# Information supplied start

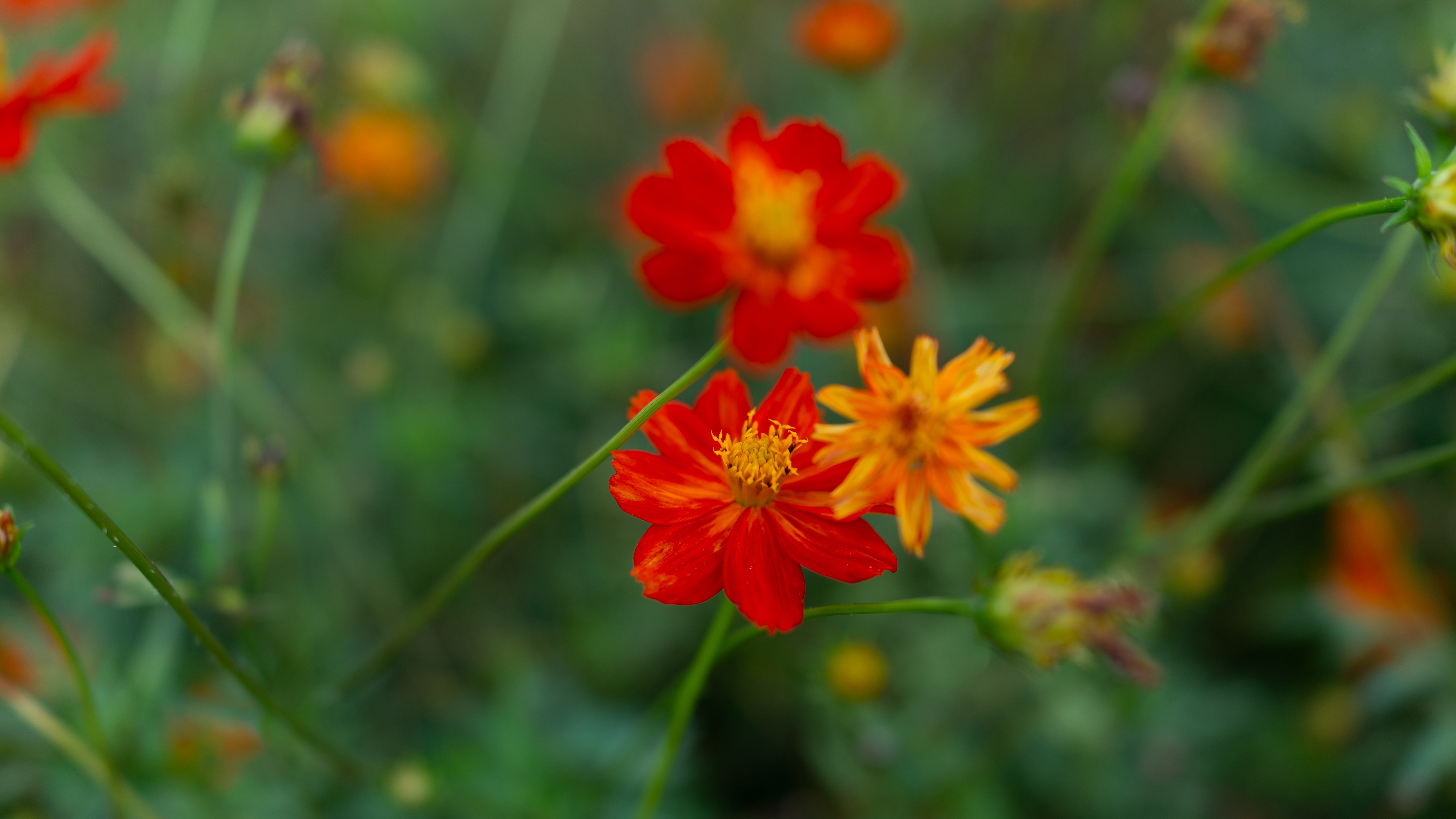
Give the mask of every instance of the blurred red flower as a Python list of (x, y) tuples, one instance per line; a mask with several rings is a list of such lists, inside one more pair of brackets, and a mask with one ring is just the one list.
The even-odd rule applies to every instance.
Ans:
[(112, 36), (95, 35), (66, 58), (36, 57), (16, 82), (0, 86), (0, 172), (25, 160), (39, 117), (95, 112), (116, 102), (121, 90), (96, 79), (111, 51)]
[(1326, 589), (1340, 612), (1379, 624), (1393, 638), (1441, 630), (1444, 609), (1411, 560), (1386, 495), (1367, 490), (1340, 498), (1329, 507), (1329, 529)]
[(900, 236), (866, 226), (900, 182), (877, 157), (844, 162), (844, 143), (820, 122), (789, 121), (764, 137), (756, 111), (728, 130), (728, 159), (674, 140), (667, 173), (639, 179), (628, 217), (662, 246), (642, 278), (674, 305), (732, 291), (732, 350), (769, 364), (808, 334), (834, 338), (860, 325), (858, 303), (893, 299), (910, 274)]
[(898, 36), (894, 10), (874, 0), (821, 0), (799, 20), (799, 47), (842, 71), (874, 68)]
[[(639, 392), (628, 415), (652, 398)], [(828, 495), (853, 462), (814, 465), (823, 444), (799, 430), (812, 431), (818, 418), (807, 373), (785, 370), (754, 410), (738, 373), (725, 370), (693, 407), (674, 401), (642, 427), (658, 455), (612, 453), (613, 497), (652, 525), (632, 557), (648, 597), (690, 606), (725, 589), (772, 634), (804, 619), (801, 567), (843, 583), (895, 570), (869, 523), (834, 519)]]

# Information supplied end

Recast the rows above as a Markdown table with the columns Row and Line, one numbered line per table row. Skip blank lines and leave the pictures out.

| Row | Line |
|---|---|
| 1 | Give the mask of every instance of the blurred red flower as a Python list of (x, y) tuples, one instance per line; a mask with several rings is a list of such lists, inside one more pair of brackets, and a mask with one ring is just the one list. |
| 2 | The even-odd rule applies to every instance. |
| 3 | Ans: |
| 4 | [(112, 36), (95, 35), (66, 58), (36, 57), (16, 82), (0, 86), (0, 172), (25, 160), (39, 117), (95, 112), (116, 102), (121, 90), (96, 79), (111, 51)] |
| 5 | [(1326, 589), (1340, 612), (1379, 624), (1393, 638), (1441, 630), (1444, 609), (1411, 560), (1386, 495), (1367, 490), (1340, 498), (1329, 507), (1329, 529)] |
| 6 | [(900, 236), (866, 226), (900, 182), (877, 157), (844, 162), (844, 143), (820, 122), (789, 121), (764, 137), (756, 111), (728, 130), (728, 159), (674, 140), (667, 173), (639, 179), (628, 217), (662, 246), (642, 278), (674, 305), (732, 291), (732, 350), (769, 364), (808, 334), (834, 338), (860, 325), (858, 303), (893, 299), (910, 274)] |
| 7 | [(898, 36), (894, 10), (874, 0), (821, 0), (799, 20), (799, 47), (842, 71), (874, 68)] |
| 8 | [[(639, 392), (628, 415), (652, 398)], [(828, 495), (853, 462), (814, 465), (823, 444), (799, 430), (812, 431), (818, 418), (807, 373), (785, 370), (754, 410), (738, 373), (725, 370), (693, 407), (674, 401), (642, 427), (658, 455), (612, 453), (613, 497), (652, 525), (632, 557), (648, 597), (690, 606), (725, 589), (772, 634), (804, 619), (801, 567), (843, 583), (895, 570), (869, 523), (834, 519)]] |